:: GIVEN PASSAGE ::
-- Opening Marker --
A growing bipartisan group of legislators is calling to permanently end American taxpayer support for the United Nations Relief and Works Agency amid accusations that it took part in the Oct. 7 Hamas attack on Israel. But there's another reason for Democrats and Republicans to unify behind the plan to replace UNRWA: The agency denies millions of Palestinians their basic human rights.
For nearly 30 million refugees around the world, and tens of millions more who are internally displaced by conflict, one UN agency exists to help people replace chaos and despair with stability and hope. It's not UNRWA. It's the UN High Commissioner for Refugees. With an international staff of 19,000 and operations in more than 100 countries, the High Commissioner has a mandate to move people out of harm's way — whether through repatriation, local integration, or resettlement.
UNRWA, on the other hand, is the only agency in the world that has perpetuated a refugee problem. After the 1948 Arab-Israeli War, UNRWA stepped in to address the resulting refugee crisis. But it has only made things worse.
-- Closing Marker --
:: AIM OF THE EXERCISE ::
Transcribe the UNRWA passage from "A growing bipartisan" to "basic human rights.". Rely only on the text itself.

:: DATASET EXTRACT ::
-- Opening Marker --
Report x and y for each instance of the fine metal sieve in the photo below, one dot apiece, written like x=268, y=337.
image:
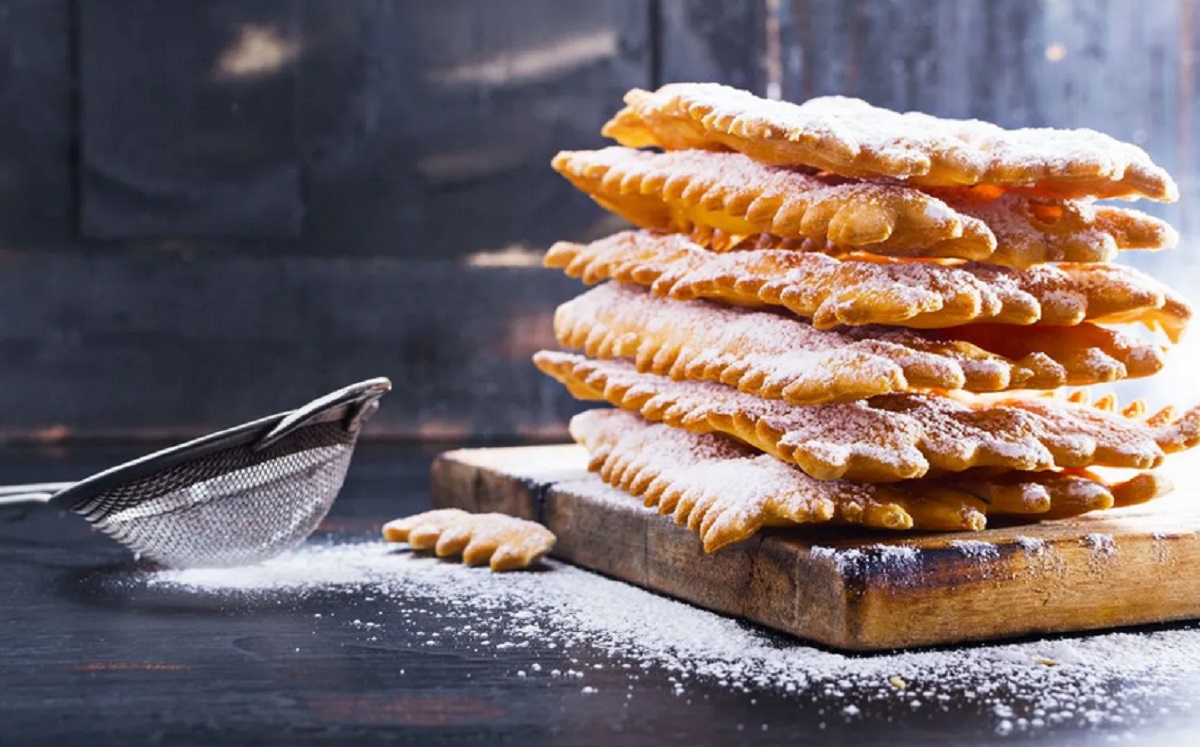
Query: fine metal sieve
x=234, y=497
-- Closing Marker --
:: WRITTEN ANSWER ::
A growing bipartisan group of legislators is calling to permanently end American taxpayer support for the United Nations Relief and Works Agency amid accusations that it took part in the Oct. 7 Hamas attack on Israel. But there's another reason for Democrats and Republicans to unify behind the plan to replace UNRWA: The agency denies millions of Palestinians their basic human rights.